Texto proporcionado —
● ● ●

De Marmier accionó lentamente la palanquita del gas, hasta que las agujas señalaron dos mil setecientas revoluciones. El avión empezó a vibrar. La temperatura de los motores subió a cuarenta, cuarenta y cinco y cincuenta grados.
—¿Preparado? —preguntó entonces.
—¡Preparado! —contestaron al unísono el mecánico Aimé Bully y el radiotelegrafista Venangeon.
De Marmier soltó los frenos y el avión saltó hacia delante. Con los ojos fijos en las esferas, el piloto apretaba el mando, mientras el aparato rodaba sobre el asfalto. Quinientos, setecientos, ochocientos metros, el aparato sobrecargado «se arrastraba como una locomotora vieja». Marmier podía ver, al fin de la pista, las crestas transparentes de las olas. Mil metros. Aferrado al elevador, el piloto mantuvo el aparato en línea recta por encima de las crestas de las olas. Durante unos segundos, que parecieron interminables a De Marmier, la aguja del altímetro siguió a cero. Luego, lentamente, comenzó a oscilar. El piloto plegó el tren y dibujó un viraje. Por encima de los hombros del navegante, pudo ver entonces una roca que emergía de las agua: Gibraltar.

● ● ●

Registros extraídos de una colección —
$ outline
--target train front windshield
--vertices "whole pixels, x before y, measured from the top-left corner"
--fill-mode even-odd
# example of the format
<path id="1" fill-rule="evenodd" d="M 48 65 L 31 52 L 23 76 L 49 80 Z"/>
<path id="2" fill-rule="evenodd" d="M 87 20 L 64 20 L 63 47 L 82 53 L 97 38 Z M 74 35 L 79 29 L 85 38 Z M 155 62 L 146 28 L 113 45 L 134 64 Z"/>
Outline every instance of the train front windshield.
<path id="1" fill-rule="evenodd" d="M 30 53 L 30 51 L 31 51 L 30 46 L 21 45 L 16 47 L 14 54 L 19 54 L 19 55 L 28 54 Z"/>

● ● ●

Ejercicios propuestos —
1. Reproduce del relato del despegue el fragmento que empieza con «De Marmier accionó» y continúa hasta «y cincuenta grados.».
2. Según el relato del despegue, ¿por qué el aparato «se arrastraba como una locomotora vieja» al recorrer la pista?
Estos datos provienen de una fuente distinta de la del texto.

Respuestas del ejercicio —
1.
De Marmier accionó lentamente la palanquita del gas, hasta que las agujas señalaron dos mil setecientas revoluciones. El avión empezó a vibrar. La temperatura de los motores subió a cuarenta, cuarenta y cinco y cincuenta grados.

2. Se arrastraba así porque iba sobrecargado. El texto lo llama «el aparato sobrecargado» justo antes de la comparación.